Selected text:
NJ school fires special ed teacher for complaining, suit says
🍎 A Bordentown special education teacher was fired last year
🍎 It was retaliation for 'whistleblowing' on understaffed classrooms, a lawsuit says
🍎 She was suspended after taking medical leave for stress and anxiety
BORDENTOWN — A fired special education teacher claims she lost her job for speaking out about her understaffed classroom and unqualified aides, according to a lawsuit.
Bryanna Mostak was fired from her job at Clara Barton Elementary School on Feb. 2, 2022. In Mostak's termination letter, Bordentown Regional Superintendent Trudy Atkins said that Mostak had exhibited a "pattern of disturbing conduct," according to a lawsuit filed earlier this month.
Mostak had been suspended two weeks earlier for "unprofessional" behavior. But the suit says that three days before her suspension Atkins had commended Mostak in a Jan. 18, 2022 report for her "patience" and her "consistent and caring approach."
The special education teacher claims that the quick change in heart from school administrators stemmed from her persistence in calling for better staffing. Atkins told New Jersey 101.5 the district does not comment on ongoing litigation.
Understaffed classroom, underqualified aides
According to the suit, Mostak first raised concerns about her classroom being understaffed in September 2021 toward the start of the new school year.
She said the class of seven students was required by law to have five adults as some of the students had "aggressive or violent tendencies." However, the class had only three adults including Mostak.

Records:
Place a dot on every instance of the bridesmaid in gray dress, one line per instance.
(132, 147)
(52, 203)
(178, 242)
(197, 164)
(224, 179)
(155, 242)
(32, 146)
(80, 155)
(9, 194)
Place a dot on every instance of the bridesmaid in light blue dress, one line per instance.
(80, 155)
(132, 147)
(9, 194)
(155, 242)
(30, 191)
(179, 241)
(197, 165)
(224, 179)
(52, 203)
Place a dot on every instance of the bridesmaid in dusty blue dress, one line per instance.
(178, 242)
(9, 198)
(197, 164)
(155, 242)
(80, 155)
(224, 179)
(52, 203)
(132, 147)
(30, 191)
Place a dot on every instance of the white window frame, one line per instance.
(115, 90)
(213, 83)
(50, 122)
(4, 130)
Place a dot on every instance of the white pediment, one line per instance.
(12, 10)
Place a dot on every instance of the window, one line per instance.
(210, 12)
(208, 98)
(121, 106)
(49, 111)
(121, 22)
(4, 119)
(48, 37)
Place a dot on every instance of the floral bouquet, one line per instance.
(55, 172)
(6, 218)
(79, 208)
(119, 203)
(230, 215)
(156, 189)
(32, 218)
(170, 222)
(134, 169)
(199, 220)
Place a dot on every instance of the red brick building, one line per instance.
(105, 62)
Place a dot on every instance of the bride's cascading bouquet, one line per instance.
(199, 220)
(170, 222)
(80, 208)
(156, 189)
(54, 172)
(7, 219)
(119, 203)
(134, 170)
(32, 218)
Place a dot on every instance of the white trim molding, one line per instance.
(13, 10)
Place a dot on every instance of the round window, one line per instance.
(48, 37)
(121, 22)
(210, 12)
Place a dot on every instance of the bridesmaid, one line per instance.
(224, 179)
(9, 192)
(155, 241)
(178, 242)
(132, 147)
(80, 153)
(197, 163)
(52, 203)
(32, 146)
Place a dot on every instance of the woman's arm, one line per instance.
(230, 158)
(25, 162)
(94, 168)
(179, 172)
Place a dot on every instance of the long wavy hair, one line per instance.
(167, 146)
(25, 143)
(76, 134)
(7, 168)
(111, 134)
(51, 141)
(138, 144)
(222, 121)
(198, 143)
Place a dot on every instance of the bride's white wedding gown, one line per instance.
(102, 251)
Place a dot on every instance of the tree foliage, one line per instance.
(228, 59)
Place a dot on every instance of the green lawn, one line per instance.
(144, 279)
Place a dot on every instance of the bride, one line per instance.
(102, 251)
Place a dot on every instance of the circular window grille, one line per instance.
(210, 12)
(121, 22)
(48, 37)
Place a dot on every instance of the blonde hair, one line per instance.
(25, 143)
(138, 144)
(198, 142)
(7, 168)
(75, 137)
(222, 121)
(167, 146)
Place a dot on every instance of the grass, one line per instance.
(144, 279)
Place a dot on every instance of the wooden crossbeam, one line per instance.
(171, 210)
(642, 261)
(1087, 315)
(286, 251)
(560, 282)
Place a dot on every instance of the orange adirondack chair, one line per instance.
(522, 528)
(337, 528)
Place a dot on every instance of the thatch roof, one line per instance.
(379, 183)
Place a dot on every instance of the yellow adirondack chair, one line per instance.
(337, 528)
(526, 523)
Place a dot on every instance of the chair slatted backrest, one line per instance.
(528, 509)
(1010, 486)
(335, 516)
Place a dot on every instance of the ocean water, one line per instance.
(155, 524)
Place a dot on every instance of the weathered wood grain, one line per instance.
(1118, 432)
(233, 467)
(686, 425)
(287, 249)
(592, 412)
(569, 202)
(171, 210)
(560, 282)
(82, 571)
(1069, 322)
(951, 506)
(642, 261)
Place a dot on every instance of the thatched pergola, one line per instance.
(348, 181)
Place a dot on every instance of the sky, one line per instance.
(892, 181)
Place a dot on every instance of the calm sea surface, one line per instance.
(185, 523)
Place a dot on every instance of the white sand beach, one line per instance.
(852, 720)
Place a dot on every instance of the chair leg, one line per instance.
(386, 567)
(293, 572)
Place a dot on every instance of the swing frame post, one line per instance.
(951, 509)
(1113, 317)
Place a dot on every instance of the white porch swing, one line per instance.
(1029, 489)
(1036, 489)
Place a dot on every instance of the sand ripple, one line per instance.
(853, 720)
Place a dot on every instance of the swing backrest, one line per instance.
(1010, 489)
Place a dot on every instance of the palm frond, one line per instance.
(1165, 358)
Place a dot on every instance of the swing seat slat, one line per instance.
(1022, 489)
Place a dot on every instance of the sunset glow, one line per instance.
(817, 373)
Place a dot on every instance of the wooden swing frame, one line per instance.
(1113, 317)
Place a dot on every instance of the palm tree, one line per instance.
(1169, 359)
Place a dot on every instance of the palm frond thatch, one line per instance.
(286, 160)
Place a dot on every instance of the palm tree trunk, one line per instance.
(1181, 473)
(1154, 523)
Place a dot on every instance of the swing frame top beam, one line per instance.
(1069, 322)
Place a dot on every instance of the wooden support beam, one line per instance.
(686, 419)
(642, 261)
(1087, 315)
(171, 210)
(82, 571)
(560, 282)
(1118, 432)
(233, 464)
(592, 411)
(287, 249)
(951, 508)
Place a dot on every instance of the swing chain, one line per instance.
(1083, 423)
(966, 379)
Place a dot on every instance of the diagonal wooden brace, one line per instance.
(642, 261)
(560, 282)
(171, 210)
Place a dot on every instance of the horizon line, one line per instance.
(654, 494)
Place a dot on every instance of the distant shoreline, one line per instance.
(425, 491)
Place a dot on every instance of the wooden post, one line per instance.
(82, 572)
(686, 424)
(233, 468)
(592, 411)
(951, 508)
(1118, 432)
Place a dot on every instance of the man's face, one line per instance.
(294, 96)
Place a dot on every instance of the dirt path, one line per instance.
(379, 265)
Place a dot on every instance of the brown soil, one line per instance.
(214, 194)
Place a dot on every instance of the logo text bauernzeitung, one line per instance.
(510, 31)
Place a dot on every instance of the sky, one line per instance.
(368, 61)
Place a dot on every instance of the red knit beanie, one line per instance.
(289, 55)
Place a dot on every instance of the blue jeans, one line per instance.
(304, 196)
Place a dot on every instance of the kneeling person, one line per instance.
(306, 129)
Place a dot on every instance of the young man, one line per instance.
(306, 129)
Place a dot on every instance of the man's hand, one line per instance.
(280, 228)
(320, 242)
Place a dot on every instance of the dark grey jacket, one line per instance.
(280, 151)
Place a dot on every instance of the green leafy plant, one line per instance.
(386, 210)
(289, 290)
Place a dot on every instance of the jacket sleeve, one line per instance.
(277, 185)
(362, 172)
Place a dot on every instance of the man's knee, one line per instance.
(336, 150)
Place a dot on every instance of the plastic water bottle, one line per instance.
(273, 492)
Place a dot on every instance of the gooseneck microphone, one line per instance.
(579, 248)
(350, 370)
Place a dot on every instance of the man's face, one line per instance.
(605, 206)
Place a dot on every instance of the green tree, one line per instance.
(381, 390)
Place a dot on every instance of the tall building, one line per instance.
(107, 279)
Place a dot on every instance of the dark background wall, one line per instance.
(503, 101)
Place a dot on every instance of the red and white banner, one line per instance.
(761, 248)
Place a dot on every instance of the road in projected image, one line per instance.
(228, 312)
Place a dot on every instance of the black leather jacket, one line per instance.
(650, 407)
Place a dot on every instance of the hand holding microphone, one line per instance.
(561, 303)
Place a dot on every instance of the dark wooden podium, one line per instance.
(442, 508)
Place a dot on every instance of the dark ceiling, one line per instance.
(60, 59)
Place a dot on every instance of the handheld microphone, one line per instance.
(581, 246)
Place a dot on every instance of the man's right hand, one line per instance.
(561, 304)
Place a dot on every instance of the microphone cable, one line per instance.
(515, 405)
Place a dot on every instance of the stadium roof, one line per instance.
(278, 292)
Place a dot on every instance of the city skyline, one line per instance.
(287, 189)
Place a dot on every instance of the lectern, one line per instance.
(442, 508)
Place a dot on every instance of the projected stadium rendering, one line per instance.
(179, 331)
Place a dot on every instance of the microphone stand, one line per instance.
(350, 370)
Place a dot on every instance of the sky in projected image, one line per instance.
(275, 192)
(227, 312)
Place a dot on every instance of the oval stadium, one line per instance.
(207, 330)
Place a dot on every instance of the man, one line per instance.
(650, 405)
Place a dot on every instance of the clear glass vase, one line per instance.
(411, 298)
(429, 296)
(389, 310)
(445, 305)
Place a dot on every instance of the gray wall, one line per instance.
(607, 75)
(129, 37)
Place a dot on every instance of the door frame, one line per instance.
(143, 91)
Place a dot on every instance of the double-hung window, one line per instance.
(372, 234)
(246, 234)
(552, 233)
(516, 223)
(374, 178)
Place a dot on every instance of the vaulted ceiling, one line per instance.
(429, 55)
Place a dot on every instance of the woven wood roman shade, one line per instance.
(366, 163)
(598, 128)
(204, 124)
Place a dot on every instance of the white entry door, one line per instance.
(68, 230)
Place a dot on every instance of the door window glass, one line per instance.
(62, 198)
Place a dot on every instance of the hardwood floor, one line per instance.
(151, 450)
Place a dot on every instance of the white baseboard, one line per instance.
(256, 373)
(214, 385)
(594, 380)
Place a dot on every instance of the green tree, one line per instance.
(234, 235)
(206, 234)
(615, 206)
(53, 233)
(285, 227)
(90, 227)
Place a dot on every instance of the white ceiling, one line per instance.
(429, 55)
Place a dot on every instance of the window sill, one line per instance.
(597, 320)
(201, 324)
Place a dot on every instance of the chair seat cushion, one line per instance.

Parts of the exercise:
1. Copy the passage of the article about the fired special education teacher above, from "The special education" up to and including "new school year.".
2. Continue the article about the fired special education teacher's lawsuit, starting after its final sentence.

Answers for each item:
1.
The special education teacher claims that the quick change in heart from school administrators stemmed from her persistence in calling for better staffing. Atkins told New Jersey 101.5 the district does not comment on ongoing litigation.
Understaffed classroom, underqualified aides
According to the suit, Mostak first raised concerns about her classroom being understaffed in September 2021 toward the start of the new school year.

2.
To address the shortage, another aide was assigned to the class. However, the aide required training and only worked two out of four weeks. In November 2021, the aide was replaced with another unqualified aide who had no training with special needs students and was seven months pregnant, making her unable to handle the physical aspects of the job, according to the lawsuit.
The complaint states that Mostak's coworkers became hostile and were angry that she reported the situation. In December 2021, Mostak took medical leave for the stress caused by what the suit calls a hostile work environment.
Upon her return, she complained several times about the situation to her supervisor, the principal, and the district superintendent. Instead of addressing the classroom's needs, Mostak was suspended, the suit said. She was fired soon after.
The lawsuit seeks Mostak's reinstatement, lost wages, attorney costs, and damages.